** begin Stored records **

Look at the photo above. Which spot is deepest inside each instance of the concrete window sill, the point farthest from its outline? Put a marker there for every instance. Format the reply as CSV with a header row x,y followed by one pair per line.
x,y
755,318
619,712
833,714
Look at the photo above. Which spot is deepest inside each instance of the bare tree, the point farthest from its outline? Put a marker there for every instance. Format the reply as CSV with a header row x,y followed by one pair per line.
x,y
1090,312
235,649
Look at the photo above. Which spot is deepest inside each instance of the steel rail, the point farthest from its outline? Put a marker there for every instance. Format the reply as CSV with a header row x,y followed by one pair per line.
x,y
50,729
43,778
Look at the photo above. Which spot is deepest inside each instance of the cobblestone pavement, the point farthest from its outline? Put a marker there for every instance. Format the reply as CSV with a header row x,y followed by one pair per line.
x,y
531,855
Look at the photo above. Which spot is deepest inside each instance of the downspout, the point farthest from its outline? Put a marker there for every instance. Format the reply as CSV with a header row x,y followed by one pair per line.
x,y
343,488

** end Stored records **

Written problem: Reproduce all of the data above, substituting "Place a point there" for each occurrence of "Put a marker there" and keeping everything else unchanged.

Solution to the exercise:
Look at the photo above. Which spot is deepest inside each instance of the concrete window sill, the point farthest from its outline? Place a point there for every instance. Format the reply as CSV with a header row x,y followed by one pair per line.
x,y
755,318
619,712
833,714
Look at the photo above. Which spot is deepest inside each instance of the bare tree, the point farthest from its outline? Place a point there for every instance. Format the reply as CSV with a header row x,y followed by one pair per line.
x,y
1090,312
235,649
Look at the photo above. Which spot is deepest inside each instance of the steel rail, the point farthest from its outline? Place a point there for every instance. Format the reply as CSV with a header row x,y followed by one pair per line.
x,y
50,729
43,778
Look at the photo above. Which spot is deepest inside each instance of the cobblestone pavement, the point farthest from its outline? Place a point there for every instance. Format the reply as CSV with a header row x,y followed by one pair per line.
x,y
531,855
Look at the photo above. Which spot is deepest inside each instance of the downspout, the point farthest from its outline? Place a point there for every instance. Format the reply as CSV with a header row x,y followed by one pair per line.
x,y
343,488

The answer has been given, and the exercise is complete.